Written problem: Reproduce every record exactly as it appears, but not the pictures.

[Location identification entries]

▶

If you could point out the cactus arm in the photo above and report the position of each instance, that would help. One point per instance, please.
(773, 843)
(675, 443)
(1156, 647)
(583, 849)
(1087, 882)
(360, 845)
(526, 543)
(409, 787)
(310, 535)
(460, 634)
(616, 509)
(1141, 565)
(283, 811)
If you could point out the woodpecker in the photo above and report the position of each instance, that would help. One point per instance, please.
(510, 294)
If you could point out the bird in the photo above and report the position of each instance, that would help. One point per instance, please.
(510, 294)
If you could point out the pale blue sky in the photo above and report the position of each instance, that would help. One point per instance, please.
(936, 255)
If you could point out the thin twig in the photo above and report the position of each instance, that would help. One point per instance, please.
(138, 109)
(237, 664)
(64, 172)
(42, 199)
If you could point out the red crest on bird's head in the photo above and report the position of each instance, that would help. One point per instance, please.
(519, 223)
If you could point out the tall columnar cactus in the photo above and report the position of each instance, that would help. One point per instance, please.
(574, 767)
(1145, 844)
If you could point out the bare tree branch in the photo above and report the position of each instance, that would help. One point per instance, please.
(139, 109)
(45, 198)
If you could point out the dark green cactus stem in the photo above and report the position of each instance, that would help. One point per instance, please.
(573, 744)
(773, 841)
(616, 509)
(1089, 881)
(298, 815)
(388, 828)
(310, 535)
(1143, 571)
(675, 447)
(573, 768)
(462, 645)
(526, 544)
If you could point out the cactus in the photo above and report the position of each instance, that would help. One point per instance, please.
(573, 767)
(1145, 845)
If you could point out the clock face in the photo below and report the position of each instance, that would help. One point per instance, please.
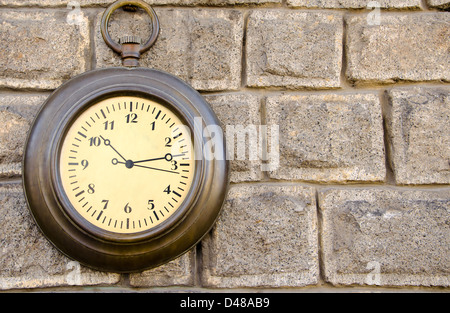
(126, 164)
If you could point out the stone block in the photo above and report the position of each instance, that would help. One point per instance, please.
(17, 112)
(419, 134)
(239, 115)
(294, 49)
(179, 272)
(27, 259)
(40, 57)
(403, 47)
(354, 4)
(328, 137)
(386, 236)
(202, 47)
(266, 236)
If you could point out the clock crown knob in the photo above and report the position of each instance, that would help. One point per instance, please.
(130, 40)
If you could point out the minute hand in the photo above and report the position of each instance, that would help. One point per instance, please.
(168, 158)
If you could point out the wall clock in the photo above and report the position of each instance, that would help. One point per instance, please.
(116, 171)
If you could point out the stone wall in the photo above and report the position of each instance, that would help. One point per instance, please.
(359, 90)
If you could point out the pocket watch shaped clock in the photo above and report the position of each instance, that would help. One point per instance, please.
(115, 170)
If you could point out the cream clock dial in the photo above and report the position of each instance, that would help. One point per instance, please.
(127, 164)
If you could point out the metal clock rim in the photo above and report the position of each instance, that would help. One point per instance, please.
(96, 252)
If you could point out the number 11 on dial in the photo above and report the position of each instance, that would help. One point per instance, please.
(127, 164)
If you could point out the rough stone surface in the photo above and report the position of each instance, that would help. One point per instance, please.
(328, 137)
(265, 236)
(179, 272)
(419, 135)
(83, 3)
(294, 49)
(389, 237)
(236, 112)
(442, 4)
(404, 47)
(202, 47)
(40, 57)
(16, 115)
(354, 4)
(27, 259)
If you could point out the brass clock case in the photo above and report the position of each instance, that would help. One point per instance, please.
(103, 249)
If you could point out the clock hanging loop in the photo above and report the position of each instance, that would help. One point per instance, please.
(130, 48)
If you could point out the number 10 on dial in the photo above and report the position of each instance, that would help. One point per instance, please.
(127, 164)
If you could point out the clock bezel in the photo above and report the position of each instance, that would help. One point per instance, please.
(116, 252)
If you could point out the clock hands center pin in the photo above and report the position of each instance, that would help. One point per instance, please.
(130, 164)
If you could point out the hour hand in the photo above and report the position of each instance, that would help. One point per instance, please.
(108, 144)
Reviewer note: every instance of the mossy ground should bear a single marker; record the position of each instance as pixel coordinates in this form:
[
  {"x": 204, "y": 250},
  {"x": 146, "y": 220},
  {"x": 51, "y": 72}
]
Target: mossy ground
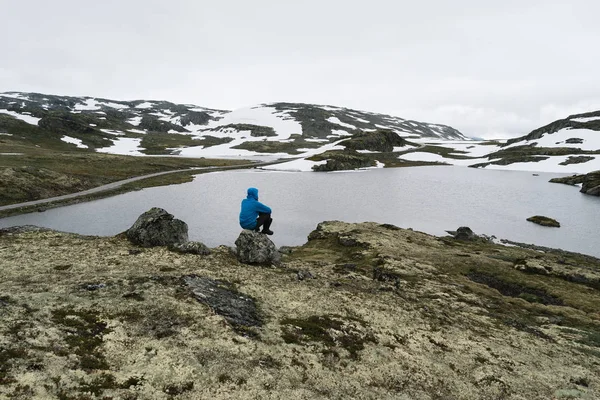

◀

Solved exercise:
If you could point out the cactus arm in the photo above and report the position of each instance, that would help. One point per instance, please.
(773, 843)
(675, 443)
(1156, 647)
(583, 849)
(1087, 882)
(360, 845)
(526, 543)
(409, 787)
(310, 535)
(460, 634)
(616, 509)
(1141, 565)
(283, 811)
If you could point out the woodpecker in the photo above and report the position of each instance, that would help. One point per instance, please.
(510, 294)
If you could point out the bird in the photo above and report the position of each instance, that would help. One point per instance, please.
(510, 294)
If you could point out the pale blue sky in the photo above and report the position of each instance, that would help. One point per instance, please.
(936, 255)
If you could point out the thin twig in the photo above and report the position of each instance, that would help. One point per instance, please.
(138, 109)
(237, 664)
(64, 172)
(42, 199)
If you could point out the red crest on bird's head in the photo above and report the position of each instance, that would help. One point per instance, please.
(519, 223)
If you could point out the tall columnar cactus in the photo above and report the position of each instance, that would help. One point per instance, please.
(574, 767)
(1145, 844)
If you could point out the bare tree branch in the photo above and report the position of each instance, that would help. One point per instance, please.
(139, 109)
(45, 198)
If you could point out the dark green cactus stem in the photo above and report the position of each instance, that would help. One point per instance, please.
(573, 744)
(773, 841)
(616, 509)
(1089, 881)
(298, 815)
(388, 828)
(310, 535)
(1143, 571)
(675, 447)
(573, 768)
(462, 645)
(526, 544)
If you could point out the cactus in the photo above and report the position of each instance, that would help. One point per instance, please.
(573, 767)
(1145, 845)
If you could point out the clock face in the photo below and report the position of each instance, that would help. One point per instance, please.
(126, 164)
If you could point out the stone block in the photo above and report the position of each instance, that would help. One point per instance, please.
(17, 112)
(419, 134)
(239, 115)
(294, 49)
(179, 272)
(27, 259)
(40, 57)
(403, 47)
(354, 4)
(328, 137)
(386, 236)
(202, 47)
(266, 236)
If you could point out the clock crown knob in the photo above and report the position of each instance, that would help. One point per instance, please.
(130, 40)
If you could point out the minute hand in the photo above and report the position of each instance, that would help. One point per instance, please.
(168, 158)
If you could point out the wall clock in the photo above and report the position of each instance, that would help. One point per instance, please.
(116, 171)
If you could point out the stone wall in the photo above and report the position of each instance, that would help. One point per instance, please.
(359, 90)
If you could point out the pocket watch shaped clock in the photo above and report the position of each instance, that would help. One point per instance, please.
(115, 170)
If you could point out the cream clock dial in the photo above and report the position of each instance, that would help. One point per instance, please.
(127, 164)
If you could point out the metal clock rim in the photo above and report the position of each instance, that would help. One point per instance, please.
(96, 252)
If you could point out the number 11 on dial in the photo above and report the position of each instance, that would help. One point per instance, please.
(127, 164)
If you could point out the rough stone surface in the photo above and report the position of each instance, that would help. One point per instance, please.
(328, 137)
(265, 236)
(179, 272)
(419, 135)
(83, 3)
(294, 49)
(389, 237)
(236, 112)
(442, 4)
(404, 47)
(202, 47)
(40, 57)
(16, 115)
(354, 4)
(27, 259)
If you could point out the brass clock case in the photo above and report the position of each instance, that would help. One point per instance, please.
(103, 249)
If you could point out the clock hanging loop in the photo above and report the position of each instance, that would help. One point per instance, please.
(130, 48)
If you could point out the number 10 on dial in the photo above and report the position of each instance, that would help. One point per instance, please.
(127, 164)
If you could point out the clock bezel in the photo above and report the position of each instance, that would help. One point per instance, please.
(116, 252)
If you could point out the clock hands center pin in the photo above and report the position of each instance, that would help. One point per instance, please.
(130, 164)
If you could point out the hour hand in the photo above and report the position of each instance, that would help. One point per instance, please.
(108, 144)
Reviewer note: every instance of the mossy ground should bear a single marker; record the position of each instance as pixel coordinates in this form:
[
  {"x": 204, "y": 250},
  {"x": 146, "y": 220},
  {"x": 51, "y": 72}
]
Target: mossy ground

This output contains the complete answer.